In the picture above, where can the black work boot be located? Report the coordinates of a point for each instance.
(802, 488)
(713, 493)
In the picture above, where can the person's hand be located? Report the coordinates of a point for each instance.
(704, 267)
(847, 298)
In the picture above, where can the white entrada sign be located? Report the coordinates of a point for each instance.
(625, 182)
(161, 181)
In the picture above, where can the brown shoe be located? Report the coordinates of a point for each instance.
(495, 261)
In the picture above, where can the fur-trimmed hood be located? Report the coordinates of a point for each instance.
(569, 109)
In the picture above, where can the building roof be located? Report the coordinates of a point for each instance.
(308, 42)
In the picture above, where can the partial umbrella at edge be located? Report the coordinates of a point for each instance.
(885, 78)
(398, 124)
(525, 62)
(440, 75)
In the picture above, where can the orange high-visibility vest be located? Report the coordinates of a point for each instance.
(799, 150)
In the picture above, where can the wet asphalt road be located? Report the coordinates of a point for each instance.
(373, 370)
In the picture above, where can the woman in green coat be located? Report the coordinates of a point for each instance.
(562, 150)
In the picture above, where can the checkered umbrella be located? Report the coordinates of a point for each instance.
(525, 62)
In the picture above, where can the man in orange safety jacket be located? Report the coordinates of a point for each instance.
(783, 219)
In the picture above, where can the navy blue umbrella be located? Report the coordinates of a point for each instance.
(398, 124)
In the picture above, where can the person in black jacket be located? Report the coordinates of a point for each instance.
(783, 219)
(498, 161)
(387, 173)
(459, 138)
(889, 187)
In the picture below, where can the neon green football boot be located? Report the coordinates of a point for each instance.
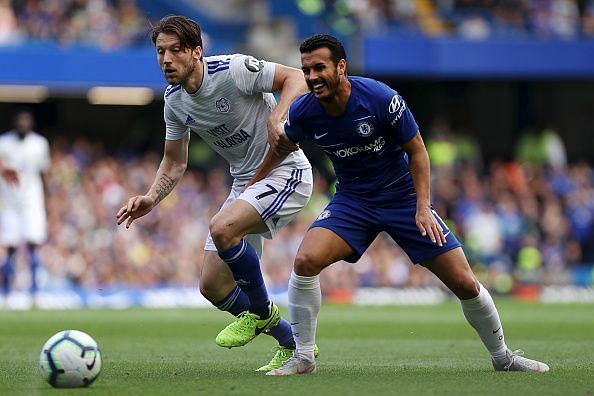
(281, 355)
(246, 327)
● ● ● ●
__Work task__. Please repeat every record above exactly, but leave out the pictures.

__Result__.
In the picture above, where can the black work boot be located? Report the coordinates of a point for each instance.
(802, 488)
(713, 493)
In the picture above, where can the person's hand be located? Report the coordinates of a point for each instance.
(704, 267)
(847, 298)
In the picture above, where can the white entrada sign be located? Report the coordinates of a point for each instance.
(625, 182)
(161, 181)
In the picture above, where can the brown shoe be located? Report the coordinates of a point for each instance.
(495, 261)
In the picture above, where can the fur-trimmed hood be located? Report the coordinates of a point for each instance.
(569, 109)
In the picture above, where can the building roof be located? Report the coordinates of a point for each instance.
(308, 42)
In the picture above, where can the partial umbrella at edge be located? Report the coordinates of a point for each instance.
(885, 78)
(398, 124)
(525, 62)
(440, 75)
In the picture above, where can the orange high-visibility vest be located? Report the coordinates of a point for each instance.
(799, 150)
In the picture above, where can the wet asphalt road be located? Report the coordinates of a point for each instance.
(373, 370)
In the picture above, where can the woman in green coat be located? Report the coordinates of a point for each instance.
(562, 150)
In the picture above, where can the checkered umbrella be located? Report the coordinates of a point for each instance.
(525, 62)
In the picture above, where can the man in orange safety jacket be located? Report the coordinates of a point for each instance.
(783, 219)
In the picture above, where can the navy blue umbrella be located? Report the coordinates of a point for each instance.
(398, 124)
In the picture above, where can the person in black jacket be located? Report the coordinates of a point for each instance.
(783, 219)
(498, 161)
(387, 173)
(459, 138)
(889, 187)
In the picture below, where can the neon green football boot be located? Report the coordinates of a point for each instance.
(281, 355)
(246, 327)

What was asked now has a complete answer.